Text passage:
####################

Are robots coming for our jobs? Media channels on all sides seem to want us to think so, and yet every wave of technology revolution leaves substantial jobs still on the market. The thing is, creating artificial intelligence that is as fully capable as a human requires the so-far-impossible task of designing a complete human replacement. Instead, each wave of AI development improves the work we already do, allowing us to accomplish faster and more accurate work.
No calculator ever replaced a mathematician. But advanced computers allowed mathematicians to avoid the tedium of rote calculation and focus on formulating the theorems that drive mathematical research. In the same way, developments in AI have assisted professionals in numerous fields or created new and more agile markets. We might have replaced a couple of sales representatives with an Amazon Echo on the coffee table enabling the automated placement of orders, but the net gain to business creates jobs too.
- Case study: Evisort
The legal profession is swamped with the bottleneck of contract management. Any given contract might be 30 pages long, a given workweek might assign 20 contracts to review, and all of this has to be done not by a firm, but the legal department at the average company.
Evisort created a legal knowledge engine for managing contracts. It uses deep learning AI to fetch key data points from contracts, retrieving metrics like dollar amounts, dates, named parties, and countless clauses that it can sort and catalog into easy-to-digest reports, cutting months of research time down to seconds.

####################

Point-per-instance localization data
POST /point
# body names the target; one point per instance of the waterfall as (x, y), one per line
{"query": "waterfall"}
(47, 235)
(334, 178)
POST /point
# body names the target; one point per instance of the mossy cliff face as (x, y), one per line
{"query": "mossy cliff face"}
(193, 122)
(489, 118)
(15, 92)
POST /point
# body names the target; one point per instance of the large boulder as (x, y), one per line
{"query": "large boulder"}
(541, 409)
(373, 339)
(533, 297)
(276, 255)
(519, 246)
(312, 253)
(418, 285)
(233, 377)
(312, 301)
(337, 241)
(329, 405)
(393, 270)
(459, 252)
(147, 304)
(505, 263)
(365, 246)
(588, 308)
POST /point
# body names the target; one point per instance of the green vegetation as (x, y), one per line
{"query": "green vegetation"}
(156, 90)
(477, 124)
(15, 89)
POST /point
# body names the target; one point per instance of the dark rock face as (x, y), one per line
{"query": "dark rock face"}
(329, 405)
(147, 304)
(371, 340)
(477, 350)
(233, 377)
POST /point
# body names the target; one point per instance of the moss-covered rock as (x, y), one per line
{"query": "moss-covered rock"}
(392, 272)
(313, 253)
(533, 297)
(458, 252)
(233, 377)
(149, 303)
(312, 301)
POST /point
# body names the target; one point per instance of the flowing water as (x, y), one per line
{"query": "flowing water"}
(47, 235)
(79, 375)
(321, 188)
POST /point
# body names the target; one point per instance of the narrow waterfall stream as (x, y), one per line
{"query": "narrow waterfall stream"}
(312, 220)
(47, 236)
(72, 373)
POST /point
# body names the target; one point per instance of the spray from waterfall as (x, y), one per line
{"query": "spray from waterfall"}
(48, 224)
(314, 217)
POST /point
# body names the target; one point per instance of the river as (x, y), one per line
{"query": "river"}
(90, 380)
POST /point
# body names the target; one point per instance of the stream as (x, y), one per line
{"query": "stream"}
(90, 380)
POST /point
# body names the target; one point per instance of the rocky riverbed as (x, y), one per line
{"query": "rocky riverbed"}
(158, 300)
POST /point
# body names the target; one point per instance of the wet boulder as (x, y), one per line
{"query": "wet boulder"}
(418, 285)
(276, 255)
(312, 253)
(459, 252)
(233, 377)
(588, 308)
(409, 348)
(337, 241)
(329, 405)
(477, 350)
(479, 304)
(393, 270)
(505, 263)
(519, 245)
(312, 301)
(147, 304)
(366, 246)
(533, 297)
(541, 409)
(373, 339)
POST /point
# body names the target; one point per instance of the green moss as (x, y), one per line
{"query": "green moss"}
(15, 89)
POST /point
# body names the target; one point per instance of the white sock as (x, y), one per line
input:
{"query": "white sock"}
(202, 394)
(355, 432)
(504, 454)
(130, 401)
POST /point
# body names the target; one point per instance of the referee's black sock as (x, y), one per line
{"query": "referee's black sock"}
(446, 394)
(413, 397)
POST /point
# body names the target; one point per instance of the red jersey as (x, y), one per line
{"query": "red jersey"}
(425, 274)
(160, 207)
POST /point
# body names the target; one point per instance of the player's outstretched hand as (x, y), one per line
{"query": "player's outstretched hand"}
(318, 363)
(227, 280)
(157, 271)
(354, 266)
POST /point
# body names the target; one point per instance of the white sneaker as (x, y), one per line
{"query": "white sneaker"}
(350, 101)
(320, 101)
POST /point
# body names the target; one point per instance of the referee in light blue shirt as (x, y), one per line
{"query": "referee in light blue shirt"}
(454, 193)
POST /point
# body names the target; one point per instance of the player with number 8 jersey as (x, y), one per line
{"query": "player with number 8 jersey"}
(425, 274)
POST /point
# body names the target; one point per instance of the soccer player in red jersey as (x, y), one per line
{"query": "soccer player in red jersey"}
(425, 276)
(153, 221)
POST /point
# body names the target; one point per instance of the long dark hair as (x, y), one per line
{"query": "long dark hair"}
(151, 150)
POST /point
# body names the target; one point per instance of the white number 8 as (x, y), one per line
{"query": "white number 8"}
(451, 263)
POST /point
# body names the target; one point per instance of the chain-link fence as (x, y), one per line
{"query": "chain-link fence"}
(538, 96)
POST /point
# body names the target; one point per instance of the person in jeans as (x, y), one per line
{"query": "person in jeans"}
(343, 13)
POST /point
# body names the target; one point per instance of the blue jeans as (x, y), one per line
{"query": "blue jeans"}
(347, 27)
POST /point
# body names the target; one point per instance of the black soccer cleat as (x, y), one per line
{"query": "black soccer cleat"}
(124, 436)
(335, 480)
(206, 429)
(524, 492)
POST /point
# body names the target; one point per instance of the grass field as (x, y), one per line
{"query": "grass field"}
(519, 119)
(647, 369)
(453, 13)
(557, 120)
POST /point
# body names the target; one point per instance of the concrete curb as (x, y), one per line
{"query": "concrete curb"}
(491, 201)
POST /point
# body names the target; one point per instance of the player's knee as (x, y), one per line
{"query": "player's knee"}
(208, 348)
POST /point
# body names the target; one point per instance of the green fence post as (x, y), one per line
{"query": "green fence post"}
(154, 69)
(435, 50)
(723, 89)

####################

What is being asked: Can you copy the passage on AI and jobs word for word, starting at "Are robots coming" and ending at "more accurate work."?

Task output:
Are robots coming for our jobs? Media channels on all sides seem to want us to think so, and yet every wave of technology revolution leaves substantial jobs still on the market. The thing is, creating artificial intelligence that is as fully capable as a human requires the so-far-impossible task of designing a complete human replacement. Instead, each wave of AI development improves the work we already do, allowing us to accomplish faster and more accurate work.